Given data:
────────────────────

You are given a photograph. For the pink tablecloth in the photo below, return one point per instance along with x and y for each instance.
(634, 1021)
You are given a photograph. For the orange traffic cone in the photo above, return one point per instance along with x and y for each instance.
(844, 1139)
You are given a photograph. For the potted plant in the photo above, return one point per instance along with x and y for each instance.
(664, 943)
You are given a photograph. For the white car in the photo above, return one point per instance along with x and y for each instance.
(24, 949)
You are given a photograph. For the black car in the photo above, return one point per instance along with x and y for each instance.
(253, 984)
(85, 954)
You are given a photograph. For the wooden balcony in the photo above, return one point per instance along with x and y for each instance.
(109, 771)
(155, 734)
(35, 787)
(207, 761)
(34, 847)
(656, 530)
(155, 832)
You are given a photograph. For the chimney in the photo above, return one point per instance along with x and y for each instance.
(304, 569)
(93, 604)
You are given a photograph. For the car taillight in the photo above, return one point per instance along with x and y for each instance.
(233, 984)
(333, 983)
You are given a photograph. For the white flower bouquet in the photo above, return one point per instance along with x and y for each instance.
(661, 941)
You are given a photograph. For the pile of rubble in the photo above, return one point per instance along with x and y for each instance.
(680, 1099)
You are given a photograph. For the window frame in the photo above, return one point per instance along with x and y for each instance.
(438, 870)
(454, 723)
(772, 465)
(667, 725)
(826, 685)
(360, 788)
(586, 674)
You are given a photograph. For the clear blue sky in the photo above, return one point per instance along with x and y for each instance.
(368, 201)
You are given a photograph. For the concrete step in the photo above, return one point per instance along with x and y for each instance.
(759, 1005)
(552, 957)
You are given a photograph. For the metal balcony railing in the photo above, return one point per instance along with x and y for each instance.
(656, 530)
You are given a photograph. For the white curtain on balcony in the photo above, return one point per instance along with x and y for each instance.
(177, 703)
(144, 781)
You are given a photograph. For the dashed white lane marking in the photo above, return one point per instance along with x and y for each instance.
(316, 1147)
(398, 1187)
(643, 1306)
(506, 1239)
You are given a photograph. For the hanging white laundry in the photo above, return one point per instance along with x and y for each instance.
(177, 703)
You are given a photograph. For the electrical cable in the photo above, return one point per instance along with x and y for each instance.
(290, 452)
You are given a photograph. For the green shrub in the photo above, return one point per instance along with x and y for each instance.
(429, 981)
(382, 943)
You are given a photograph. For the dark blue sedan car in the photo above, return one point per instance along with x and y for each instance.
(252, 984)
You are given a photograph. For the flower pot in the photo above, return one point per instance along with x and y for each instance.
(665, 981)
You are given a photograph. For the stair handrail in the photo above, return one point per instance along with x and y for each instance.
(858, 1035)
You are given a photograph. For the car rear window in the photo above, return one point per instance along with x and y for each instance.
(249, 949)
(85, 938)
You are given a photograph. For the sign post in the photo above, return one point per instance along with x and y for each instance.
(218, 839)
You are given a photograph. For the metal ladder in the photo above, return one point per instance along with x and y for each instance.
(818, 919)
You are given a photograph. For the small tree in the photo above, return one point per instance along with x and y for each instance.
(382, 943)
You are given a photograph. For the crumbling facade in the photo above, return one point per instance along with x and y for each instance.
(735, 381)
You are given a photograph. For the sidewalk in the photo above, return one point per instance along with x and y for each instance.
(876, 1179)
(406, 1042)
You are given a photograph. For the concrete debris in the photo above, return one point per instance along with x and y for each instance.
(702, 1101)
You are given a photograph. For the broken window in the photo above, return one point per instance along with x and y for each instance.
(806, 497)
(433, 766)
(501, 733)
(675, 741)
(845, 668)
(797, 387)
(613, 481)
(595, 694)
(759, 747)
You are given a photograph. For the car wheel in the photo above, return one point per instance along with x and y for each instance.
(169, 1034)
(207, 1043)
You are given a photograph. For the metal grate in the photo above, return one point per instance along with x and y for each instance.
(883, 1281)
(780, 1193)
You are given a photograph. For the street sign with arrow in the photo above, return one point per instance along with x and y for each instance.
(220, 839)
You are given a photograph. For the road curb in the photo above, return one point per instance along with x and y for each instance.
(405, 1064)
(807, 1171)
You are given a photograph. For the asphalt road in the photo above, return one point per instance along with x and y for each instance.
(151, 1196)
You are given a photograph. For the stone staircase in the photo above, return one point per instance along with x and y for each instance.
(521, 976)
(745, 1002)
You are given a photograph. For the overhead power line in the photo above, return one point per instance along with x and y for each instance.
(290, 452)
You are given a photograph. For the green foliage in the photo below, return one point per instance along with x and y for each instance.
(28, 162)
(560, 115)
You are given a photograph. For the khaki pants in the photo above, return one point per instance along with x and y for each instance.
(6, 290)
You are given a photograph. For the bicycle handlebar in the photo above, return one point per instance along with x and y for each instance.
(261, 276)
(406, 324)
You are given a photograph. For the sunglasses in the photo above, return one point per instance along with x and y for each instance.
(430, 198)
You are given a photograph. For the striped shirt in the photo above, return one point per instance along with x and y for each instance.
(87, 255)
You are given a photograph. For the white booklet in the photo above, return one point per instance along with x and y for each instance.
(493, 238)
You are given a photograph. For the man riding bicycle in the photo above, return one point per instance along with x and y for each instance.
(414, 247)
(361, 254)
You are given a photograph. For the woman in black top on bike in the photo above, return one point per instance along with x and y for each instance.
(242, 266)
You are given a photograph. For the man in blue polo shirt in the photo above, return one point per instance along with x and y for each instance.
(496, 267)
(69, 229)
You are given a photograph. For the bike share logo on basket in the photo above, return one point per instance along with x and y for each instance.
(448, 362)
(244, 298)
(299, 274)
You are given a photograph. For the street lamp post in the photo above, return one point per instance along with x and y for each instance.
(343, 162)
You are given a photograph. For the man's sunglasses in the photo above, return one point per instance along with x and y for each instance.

────────────────────

Set exercise:
Please put each line of the records above into a Markdown table with the columns Row and Line, numbering the rows in order and leaving out blank lines.

Reply:
| Row | Line |
|---|---|
| 1 | You are given a photograph. For the pink tablecloth in the photo below, return one point per instance along with x and y for each instance. |
| 2 | (634, 1021) |
| 3 | You are given a photograph. For the orange traffic cone in the photo above, return one point per instance along with x and y for each instance. |
| 4 | (844, 1139) |
| 5 | You are given a photograph. For the potted plant in the photo above, return one point per instance along with x and y for each instance. |
| 6 | (664, 943) |
| 7 | You are given a photograph. For the white car in the photo above, return one point per instance along with x and y for each instance. |
| 8 | (24, 949) |
| 9 | You are given a photograph. For the black car in the photo above, return one point per instance along with x and y for each instance. |
| 10 | (253, 984) |
| 11 | (85, 954) |
| 12 | You are given a photograph. For the wooden balcony in the photo above, return one point per instance along with x and y for each instance. |
| 13 | (109, 771) |
| 14 | (155, 734) |
| 15 | (35, 787) |
| 16 | (207, 761) |
| 17 | (34, 847) |
| 18 | (656, 530) |
| 19 | (155, 832) |
| 20 | You are given a photograph. For the chimney in the photo above, return one point per instance along with x and y for each instance. |
| 21 | (304, 569) |
| 22 | (93, 604) |
| 23 | You are given a photograph. For the car taillight in the photo above, return one point per instance along with x and y for each instance. |
| 24 | (233, 984) |
| 25 | (333, 983) |
| 26 | You are given a photograph. For the white flower bouquet in the photo above, return one point per instance along with x and y for each instance. |
| 27 | (661, 941) |
| 28 | You are given a photograph. For the pile of rubble in the photo above, return one point per instance along with x and y for each instance. |
| 29 | (680, 1099) |
| 30 | You are given a photograph. For the window frame in the photo above, return one point per instance along with x and y for each instance. |
| 31 | (438, 870) |
| 32 | (454, 723) |
| 33 | (772, 465) |
| 34 | (667, 725) |
| 35 | (826, 685) |
| 36 | (360, 788) |
| 37 | (586, 674) |
| 38 | You are given a photograph. For the clear blue sky in the photo above, return one point per instance along with x and y for each instance. |
| 39 | (368, 201) |
| 40 | You are given a photograph. For the concrete step in the photo above, return one point per instance along with x and y for each instance. |
| 41 | (759, 1005) |
| 42 | (552, 957) |
| 43 | You are given a photograph. For the metal balcony railing in the photo above, return one point per instance along with x and y for each instance. |
| 44 | (656, 530) |
| 45 | You are given a photograph. For the white curtain on balcony in the photo above, return one point per instance along with x and y for each instance. |
| 46 | (177, 703) |
| 47 | (144, 781) |
| 48 | You are given a photograph. For the dashed white lane marking in the photo above, return one point per instance along with x and y for each instance. |
| 49 | (316, 1147) |
| 50 | (398, 1187) |
| 51 | (643, 1306) |
| 52 | (506, 1239) |
| 53 | You are given a photograph. For the hanging white laundry in the photo above, return one point per instance along with x and y for each instance. |
| 54 | (177, 703) |
| 55 | You are given a photograph. For the electrical cable in the photo above, return one point per instance along with x and y for each instance. |
| 56 | (290, 452) |
| 57 | You are given a photograph. For the green shrub in the photo above, return one point per instance along with x and y for each instance. |
| 58 | (429, 981) |
| 59 | (382, 943) |
| 60 | You are given a photograph. For the dark blue sedan car in the photo above, return one point per instance along with x and y for each instance. |
| 61 | (252, 984) |
| 62 | You are given a photograph. For the flower pot in the photo above, return one point per instance along with x and y for each instance. |
| 63 | (665, 981) |
| 64 | You are given a photograph. For the stair handrail in the photo above, return one point per instance along with x and y for each instance. |
| 65 | (858, 1035) |
| 66 | You are given a photograph. For the car rear window in the photo above, return one point per instance along with x and y for each instance. |
| 67 | (249, 949) |
| 68 | (85, 938) |
| 69 | You are given a photograph. For the sign post in the photo above, return one point per instance along with x and y for each instance. |
| 70 | (218, 839) |
| 71 | You are given a photograph. For the metal ladder in the photo above, return one point per instance along with x and y for each instance. |
| 72 | (818, 919) |
| 73 | You are given a photograph. For the small tree in the photo above, return one point per instance along with x and y for each instance. |
| 74 | (382, 943) |
| 75 | You are given a photograph. For the crumbling facade in the photo above, return one point per instance along with x and y for each instance. |
| 76 | (735, 381) |
| 77 | You are given a photograph. For the sidewalk in the photo above, return one point per instance along with x and y for each instance. |
| 78 | (876, 1179) |
| 79 | (406, 1042) |
| 80 | You are given a photograph. For the concrete debris in the photo above, return one point per instance along with x and y for each instance. |
| 81 | (702, 1101) |
| 82 | You are given a photograph. For the broken window in the photo above, return one point per instance along with x and y for each instance. |
| 83 | (806, 497) |
| 84 | (433, 766) |
| 85 | (501, 733) |
| 86 | (675, 741) |
| 87 | (845, 668) |
| 88 | (797, 387) |
| 89 | (613, 481) |
| 90 | (595, 694) |
| 91 | (759, 747) |
| 92 | You are given a photograph. For the car wheel in the photo above, return one point per instance along with x and y for each instance. |
| 93 | (169, 1034) |
| 94 | (207, 1043) |
| 95 | You are given a photograph. For the metal grate in the photo above, return one point per instance along with x and y for each instance. |
| 96 | (883, 1281) |
| 97 | (780, 1193) |
| 98 | You are given a photograph. For the street sign with arrow in the photo above, return one point per instance along with x and y for each instance. |
| 99 | (220, 839) |
| 100 | You are given a photograph. For the road curb in the photo above, return one point per instance along with x and y for each instance. |
| 101 | (405, 1064) |
| 102 | (807, 1171) |
| 103 | You are given a photograph. For the asphalt road in the photo above, return one point per instance along with x and y for each instance. |
| 104 | (151, 1196) |
| 105 | You are given a photograph. For the stone staircase in the photo above, return one point per instance along with x and y for each instance. |
| 106 | (521, 976) |
| 107 | (745, 1002) |
| 108 | You are given a photograph. For the overhead power line in the photo above, return one point per instance along with x and y for each instance. |
| 109 | (290, 452) |
| 110 | You are given a photograph. For the green foliage in the photo below, return one point per instance along with x and y for each instance. |
| 111 | (28, 162) |
| 112 | (560, 115) |
| 113 | You are given a photograph. For the khaki pants in the photo above, return one point per instance along with x and y for each instance. |
| 114 | (6, 290) |
| 115 | You are given a photograph. For the bicycle handlebar in the photo above, return one point per instance along with x and y for each instance. |
| 116 | (261, 276) |
| 117 | (406, 324) |
| 118 | You are given a photograph. For the sunglasses in the photo above, return one point per instance along with x and y for each instance. |
| 119 | (430, 198) |
| 120 | You are given a photograph. For the striped shirt in the photo above, return one point per instance along with x and y for each instance. |
| 121 | (87, 255) |
| 122 | You are given a photograph. For the white booklet in the photo above, return one point per instance along with x and y for each instance. |
| 123 | (493, 238) |
| 124 | You are given a photograph. For the man riding bicycle in the photo above, return one point per instance along with x and y for each instance. |
| 125 | (414, 247) |
| 126 | (361, 254) |
| 127 | You are given a photograph. For the woman in black top on bike in the photo above, return one point per instance along with x and y for each instance. |
| 128 | (242, 266) |
| 129 | You are given a photograph. For the man in blue polo shirt in the photo above, return one point per instance along with x and y for each instance. |
| 130 | (496, 267) |
| 131 | (69, 229) |
| 132 | You are given a photograph. For the bike share logo on basket in the photo above, return one point per instance along with x and y for each instance. |
| 133 | (448, 362) |
| 134 | (244, 298) |
| 135 | (299, 274) |
| 136 | You are given a photograph. For the street lamp post in the photo above, return one point per instance along with x and y for each instance. |
| 137 | (343, 162) |
| 138 | You are given a photograph. For the man's sunglasses in the photo above, return one point per instance along with x and y for each instance. |